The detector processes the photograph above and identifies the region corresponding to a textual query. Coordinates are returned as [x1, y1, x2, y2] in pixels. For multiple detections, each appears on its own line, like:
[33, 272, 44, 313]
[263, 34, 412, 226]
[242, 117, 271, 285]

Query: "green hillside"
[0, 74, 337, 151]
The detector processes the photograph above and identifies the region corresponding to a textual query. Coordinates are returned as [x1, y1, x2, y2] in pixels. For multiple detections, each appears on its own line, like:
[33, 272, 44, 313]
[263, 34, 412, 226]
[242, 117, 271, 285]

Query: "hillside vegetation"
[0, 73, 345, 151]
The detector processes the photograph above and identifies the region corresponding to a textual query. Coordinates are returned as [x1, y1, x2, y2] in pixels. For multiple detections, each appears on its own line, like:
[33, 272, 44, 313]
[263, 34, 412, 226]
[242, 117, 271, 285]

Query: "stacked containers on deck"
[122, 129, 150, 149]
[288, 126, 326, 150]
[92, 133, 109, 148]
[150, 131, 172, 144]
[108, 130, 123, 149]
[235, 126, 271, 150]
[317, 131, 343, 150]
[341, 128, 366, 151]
□ □ □
[Directive]: Rewrite all of the items above with "detector" replaced by "locator" wherever it occurs, and leave everything else unchanged.

[Finished exercise]:
The locator processes the photograph above and identifies the region corresponding to a textual query. Coordinates are returned as [x1, y1, x2, y2] in pixels. For multiple detections, each appears on its own line, like:
[33, 272, 44, 313]
[263, 34, 412, 226]
[242, 117, 271, 285]

Query: "green hillside"
[0, 74, 337, 151]
The locator processes the photograph above and identifies the region corresponding to a textual query. Coordinates are returned as [x1, y1, x2, y2] in pixels. For multiple detections, each appears on its own line, like:
[33, 272, 44, 313]
[263, 34, 412, 226]
[242, 117, 271, 285]

Query: "hillside vegetation"
[0, 73, 345, 151]
The locator processes the photograph above and identifies the region corresponding to a textual query. Coordinates are returned as [x1, y1, x2, y2] in pixels. For multiple detections, each appears on its own line, like:
[33, 272, 44, 313]
[263, 34, 412, 226]
[242, 117, 271, 285]

Query: "stacked containers on deck"
[122, 129, 150, 149]
[288, 126, 326, 150]
[92, 133, 109, 148]
[150, 131, 172, 144]
[108, 130, 123, 149]
[235, 126, 271, 150]
[317, 131, 343, 150]
[341, 128, 366, 151]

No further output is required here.